-- BEGIN PAGE --

Last week, we featured yoga poses that show some love to the feet. This week, we’re moving up on the leg to the calf.

From charley horses to soreness, tight calves can be a serious hindrance. Frequent exercisers often have overly-developed or shortened calf muscles from running and walking, which can affect stride and lead to injuries in the calves and the ankles.

You can find relief by taking a few minutes to do the following poses before or after each run to open and lengthen the muscles. All of these poses combined take less than 5 minutes to complete, and they are easily done in the grass at the park or on your living room floor — no mat required. Play around with which poses feel best for your body and stay as long as you’d like.

Down dog


You’ll find down dog in almost every yoga class. It is a staple for flow classes and great for opening up the shoulders, hamstrings, and calves.

To start, come to your hands and knees. Place hands shoulder width apart pointing straight ahead. Spread your fingers wide and ground down through the knuckles, especially in the thumb and index fingers. Bring your feet hip’s width apart (that’s about the length of two of your fists side by side) and tuck your toes under.

Now, begin to straighten through both legs, leaving a slight bend in the knees. Draw your sit bones toward the sky and the heels toward to ground. Take a few breaths to pedal through the feet. Lift one heel, then drop it down, lift the other and drop. Work this pose for up to a minute while allowing the backs of the legs to open and your heels to slowly draw toward the ground. This will feel especially amazing for trail weary calves.

Runner’s lunge


Aptly named, this pose is perfect for runners. It not only targets the calves, but also stretches the hip flexors and groin.

-- END PAGE --

WRITTEN REQUEST 1 » List the parts of the body that the calf yoga text says down dog is great for opening up.
WRITTEN REQUEST 2 » Continue the calf yoga text from where it stops.

-- BEGIN DATA --

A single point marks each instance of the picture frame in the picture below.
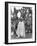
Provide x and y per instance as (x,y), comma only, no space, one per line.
(8,22)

-- END DATA --

RESULT 1 » shoulders, hamstrings, calves

RESULT 2 »
Start in down dog, inhale to lift your left leg up and back while continuing to ground through both hands. Exhale to step the left foot in between your hands with your left knee directly over your left ankle. Come onto the fingertips. Lengthen your right heel toward the ground, lifting the right kneecap to engage the quad of the back leg. Lift your chest and gaze to create a long line of energy from the crown of the head to the back heel. Take 5 long, full breaths. Return to down dog on an inhale then switch sides.

Gate pose

(pictured at the top of the article)

This pose is wonderful for opening not only the legs but also the side body and shoulders.

Come to your knees. Extend the right leg out to the side, heel drawing into the ground, toes pointing toward the sky. Allow the hips points to rotate forward slightly. On an inhale, take hands to a T at shoulder height. Extend your right hand toward the right leg and your left arm up and overhead to side bend to the right. The torso may want to droop downward, work to lift it up and away from the floor. If you feel you can go deeper, take the sole of the right foot to the floor pointing the toes down instead of to the sky. Breathe here for 5 breaths. Bring the right leg in and change sides.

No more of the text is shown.